> **ASSIGNED TASK**
Your task is to give the listing below back word for word, pictures excluded.

> **TASK DATA**

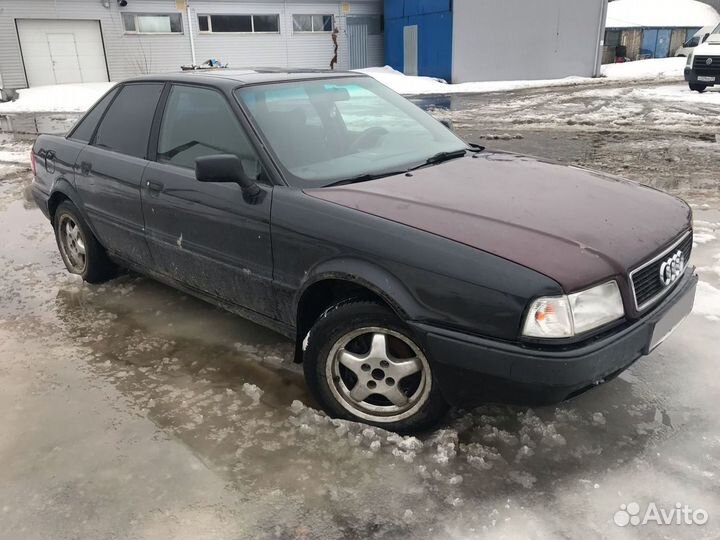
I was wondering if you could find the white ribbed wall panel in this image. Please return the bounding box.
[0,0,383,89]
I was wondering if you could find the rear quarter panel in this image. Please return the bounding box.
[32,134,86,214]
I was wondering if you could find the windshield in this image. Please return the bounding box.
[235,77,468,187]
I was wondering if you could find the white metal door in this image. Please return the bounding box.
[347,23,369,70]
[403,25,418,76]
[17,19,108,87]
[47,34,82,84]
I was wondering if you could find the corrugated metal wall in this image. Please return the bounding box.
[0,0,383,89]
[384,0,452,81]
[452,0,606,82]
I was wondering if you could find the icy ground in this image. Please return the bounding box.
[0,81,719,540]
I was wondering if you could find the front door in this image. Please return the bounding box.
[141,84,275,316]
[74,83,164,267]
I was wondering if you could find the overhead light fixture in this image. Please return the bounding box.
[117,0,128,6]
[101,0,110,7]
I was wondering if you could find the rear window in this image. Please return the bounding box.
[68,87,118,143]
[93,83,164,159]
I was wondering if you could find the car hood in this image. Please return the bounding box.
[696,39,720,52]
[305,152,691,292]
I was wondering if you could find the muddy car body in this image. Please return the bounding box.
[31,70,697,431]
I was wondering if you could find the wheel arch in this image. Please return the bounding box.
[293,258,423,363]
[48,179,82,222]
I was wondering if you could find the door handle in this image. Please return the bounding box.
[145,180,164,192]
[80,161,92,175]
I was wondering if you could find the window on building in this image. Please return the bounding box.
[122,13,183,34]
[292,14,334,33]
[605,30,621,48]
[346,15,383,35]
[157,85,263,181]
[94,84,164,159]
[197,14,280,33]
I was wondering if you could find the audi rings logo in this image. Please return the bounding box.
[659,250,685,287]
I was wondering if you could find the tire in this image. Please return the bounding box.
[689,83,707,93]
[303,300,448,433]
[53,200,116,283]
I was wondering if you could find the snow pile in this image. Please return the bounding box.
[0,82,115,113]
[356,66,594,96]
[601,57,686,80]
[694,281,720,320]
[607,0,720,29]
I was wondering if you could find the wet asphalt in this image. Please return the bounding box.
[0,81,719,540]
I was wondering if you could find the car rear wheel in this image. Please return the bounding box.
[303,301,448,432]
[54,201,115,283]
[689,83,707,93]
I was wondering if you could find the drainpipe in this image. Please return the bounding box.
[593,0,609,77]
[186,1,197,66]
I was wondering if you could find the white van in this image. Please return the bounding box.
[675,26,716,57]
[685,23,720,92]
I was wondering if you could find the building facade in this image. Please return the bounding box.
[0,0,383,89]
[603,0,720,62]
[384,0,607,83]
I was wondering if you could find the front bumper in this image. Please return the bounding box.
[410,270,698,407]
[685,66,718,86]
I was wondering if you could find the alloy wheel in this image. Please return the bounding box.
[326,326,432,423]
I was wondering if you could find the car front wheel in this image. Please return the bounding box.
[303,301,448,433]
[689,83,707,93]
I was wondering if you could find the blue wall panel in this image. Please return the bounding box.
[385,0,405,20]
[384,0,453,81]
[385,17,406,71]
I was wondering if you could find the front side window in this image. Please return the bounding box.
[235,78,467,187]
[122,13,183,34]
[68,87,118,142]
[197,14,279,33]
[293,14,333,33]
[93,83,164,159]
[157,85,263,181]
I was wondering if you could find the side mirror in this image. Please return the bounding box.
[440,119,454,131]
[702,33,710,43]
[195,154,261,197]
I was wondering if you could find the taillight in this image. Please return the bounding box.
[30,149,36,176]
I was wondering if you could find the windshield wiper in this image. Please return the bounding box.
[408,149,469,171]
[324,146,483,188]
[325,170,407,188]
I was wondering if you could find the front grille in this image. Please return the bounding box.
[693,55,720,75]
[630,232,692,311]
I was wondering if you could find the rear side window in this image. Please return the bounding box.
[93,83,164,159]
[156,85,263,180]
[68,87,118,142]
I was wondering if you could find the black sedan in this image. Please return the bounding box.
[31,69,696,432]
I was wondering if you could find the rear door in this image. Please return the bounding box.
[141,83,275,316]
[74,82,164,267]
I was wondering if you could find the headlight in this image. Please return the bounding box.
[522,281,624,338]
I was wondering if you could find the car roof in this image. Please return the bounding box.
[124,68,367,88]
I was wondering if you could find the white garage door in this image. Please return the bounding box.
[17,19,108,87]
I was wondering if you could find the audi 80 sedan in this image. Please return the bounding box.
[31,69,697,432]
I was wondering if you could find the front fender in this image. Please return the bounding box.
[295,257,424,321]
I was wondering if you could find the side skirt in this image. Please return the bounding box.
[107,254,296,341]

> **TASK OUTPUT**
I was wondering if you could find the white ribbed wall panel in this image. Please return the bounding box.
[0,0,383,89]
I was wondering if you could find the rear quarter panel in this image. Please return the bounding box.
[32,134,86,214]
I was wondering if you could find the windshield in this image. Please return the bounding box.
[235,77,468,187]
I was wondering if you could find the white metal door in this image. Please return the bounding box.
[347,23,369,70]
[403,25,418,76]
[17,19,108,87]
[47,34,82,84]
I was wondering if you could find the corrugated metal wall in this image. Please return the bounding box.
[0,0,383,89]
[384,0,452,81]
[452,0,606,82]
I was wondering if you could find the icy ground in this image. Please return the bounding box.
[0,81,719,540]
I was wondering if you could find the front door in this image. Please return the bounding box.
[141,84,275,316]
[74,83,164,267]
I was wondering if you could find the overhead light fixture in this image. Please return the bounding box.
[117,0,128,6]
[101,0,110,7]
I was wondering if you could find the rear window in this image. Please return the bounding box.
[68,87,118,143]
[93,83,164,159]
I was wondering if you could find the car hood in this image. Please return the bounding box.
[696,39,720,52]
[305,152,691,292]
I was wondering if you could find the muddy car body in this image. Please return the bounding box.
[31,70,697,431]
I was wondering if you could find the wheel arch in this image. Please return the bounding box.
[293,258,423,363]
[48,179,82,222]
I was wondering if you could find the door handle in this image. Please return the bounding box.
[145,180,164,192]
[80,161,92,175]
I was wondering if you could find the window on building in this image. Please return the bounding box.
[122,13,183,34]
[292,14,334,33]
[605,30,621,48]
[346,15,383,35]
[157,85,263,181]
[94,84,164,159]
[197,14,280,33]
I was wondering if you could find the audi rings logo in this image. Please return the bounding box.
[659,250,685,287]
I was wondering if you could find the tire in this image. Please return the bounding box.
[689,83,707,93]
[303,300,448,433]
[53,200,116,283]
I was wondering if you could find the snow pile in this image. Please return the bounding box.
[0,82,115,113]
[356,66,594,96]
[601,57,686,80]
[694,281,720,320]
[607,0,720,29]
I was wondering if you could find the wet asphalt in this image. Please return the bounding box.
[0,81,719,540]
I was wondering if you could find the car rear wheel in this image. Please return the bounding box.
[303,301,448,432]
[54,201,115,283]
[689,83,707,93]
I was wondering if you could find the drainpipe in this image. Please return the bounding box.
[593,0,609,77]
[186,1,197,66]
I was wondering if you could find the white van in this image. Please return the bounding box.
[675,26,716,57]
[685,23,720,92]
I was wondering if you could find the building facade in this image. Please return the bounding box.
[0,0,383,89]
[603,0,720,62]
[384,0,607,83]
I was wondering if you could find the front bumper in this image. Please return the bounding box.
[410,270,698,407]
[685,66,718,86]
I was wondering if you could find the alloy wheel in this image. Please return the bounding box.
[326,326,432,423]
I was wondering if you could find the car front wheel in this image. Please return the bounding box.
[303,301,448,433]
[689,83,707,93]
I was wondering if you could find the blue wall panel in this image. Please return the bounding box.
[385,0,405,20]
[384,0,453,81]
[385,17,406,71]
I was wondering if you could find the front side window in this image. Please return the bounding box.
[235,78,467,187]
[122,13,183,34]
[68,87,118,142]
[197,14,279,33]
[293,14,333,33]
[93,83,164,159]
[157,85,263,181]
I was wondering if you could find the side mirror in this image. Please return the bounding box.
[440,119,454,131]
[702,33,710,43]
[195,154,261,197]
I was wondering if you could find the taillight in this image. Please return the bounding box.
[30,149,36,176]
I was wondering if you could find the windshield wiper in this image. Please return the bounding box.
[408,149,469,171]
[324,146,483,188]
[325,170,407,188]
I was wondering if you could find the front grille in this image. Please return the bounding box.
[693,55,720,75]
[630,232,692,311]
I was wondering if you could find the rear side window in this image. Please return the bounding box.
[93,83,164,159]
[156,85,263,180]
[68,87,118,142]
I was wondering if you could find the black sedan in this image. Please return the bounding box.
[31,69,696,432]
I was wondering if you could find the rear door in this image. Please return the bounding box.
[141,83,275,316]
[74,82,164,267]
I was wondering if you could find the headlight in this image. Please return the bounding box.
[522,281,624,338]
I was wondering if you could find the car roof in this image. Please return the bounding box.
[124,68,367,88]
I was wondering if you could find the white garage door in this image. Please return the bounding box.
[17,19,108,87]
I was wondering if you could find the audi 80 sedan in this image. Please return the bounding box.
[31,69,697,432]
I was wondering if you could find the front fender in this image. Please return the bounding box.
[295,257,424,321]
I was wondering if you could find the side skirt in this image. Please return the bounding box.
[107,254,296,341]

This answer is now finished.